Auszug der Seite:
Carlos Eugenio López: „Bordell der Toten. Erzählungen“, aus dem Spanischen von Susanna Mende, (die Originalausgabe erschien 2001 in Madrid unter dem Titel „Burdel de muertos“), Zürich 2007, 206 S., 18,90 Euro
Sieben Erzählungen des Autors von „Abgesoffen“ sind hier versammelt.
Abermals zeigt López die Hölle als eine Innenwelt, gemischt aus Dummheit, Platituden, Selbstgerechtigkeit, Selbstbetrug, Selbstmitleid, Scheinheiligkeit und Gleichgültigkeit anderen gegenüber. López hält dem Leser den Spiegel vor. Seine Texte sind Fallen, in die der Leser tappt – dann nämlich, wenn er die üble Denke dieser Figuren auch in sich und an anderen wieder erkennt.
Da schreibt ein Aufklärer, ein Moralist – und als solcher schreibt er wohl auf ein Ziel hin, das aber kann ein Problem dieser Erzählungen sein. Hat man verstanden worauf es ankommt oder worauf es hinausläuft, lässt die Spannung nach, liest man anders, nimmt einen der Text nicht mehr so mit. Dennoch: Was der Autor macht, macht er gut, fast durchtrieben. Er versteht es, mit Tönen zu spielen – etwa wenn er mit der Stimme eines Schweins oder eines kleinen Mädchens spricht. Dennoch besteht durch die Absicht, durch die Idee, auf die hin erzählt wird, eine Gefahr – und man darf gespannt sein zu sehen, wie López zukünftig damit umgehen wird.

Bereitgestellte Daten:
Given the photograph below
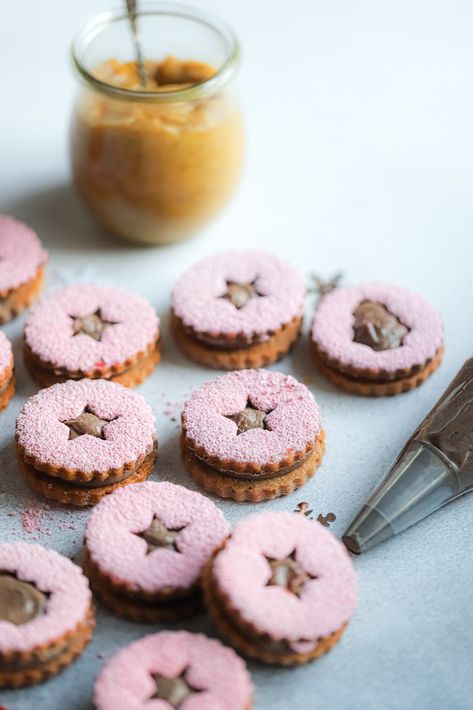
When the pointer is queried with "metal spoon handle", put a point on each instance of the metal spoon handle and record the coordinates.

Was verlangt wird: Gib aus der Buchbesprechung den Abschnitt, der mit den Worten um „Da schreibt ein“ beginnt und mit „damit umgehen wird.“ endet, erneut wieder und ersetze darin „Moralist“ durch „Sittenwächter“.

Lösung dieser Aufgabe:
Da schreibt ein Aufklärer, ein Sittenwächter – und als solcher schreibt er wohl auf ein Ziel hin, das aber kann ein Problem dieser Erzählungen sein. Hat man verstanden worauf es ankommt oder worauf es hinausläuft, lässt die Spannung nach, liest man anders, nimmt einen der Text nicht mehr so mit. Dennoch: Was der Autor macht, macht er gut, fast durchtrieben. Er versteht es, mit Tönen zu spielen – etwa wenn er mit der Stimme eines Schweins oder eines kleinen Mädchens spricht. Dennoch besteht durch die Absicht, durch die Idee, auf die hin erzählt wird, eine Gefahr – und man darf gespannt sein zu sehen, wie López zukünftig damit umgehen wird.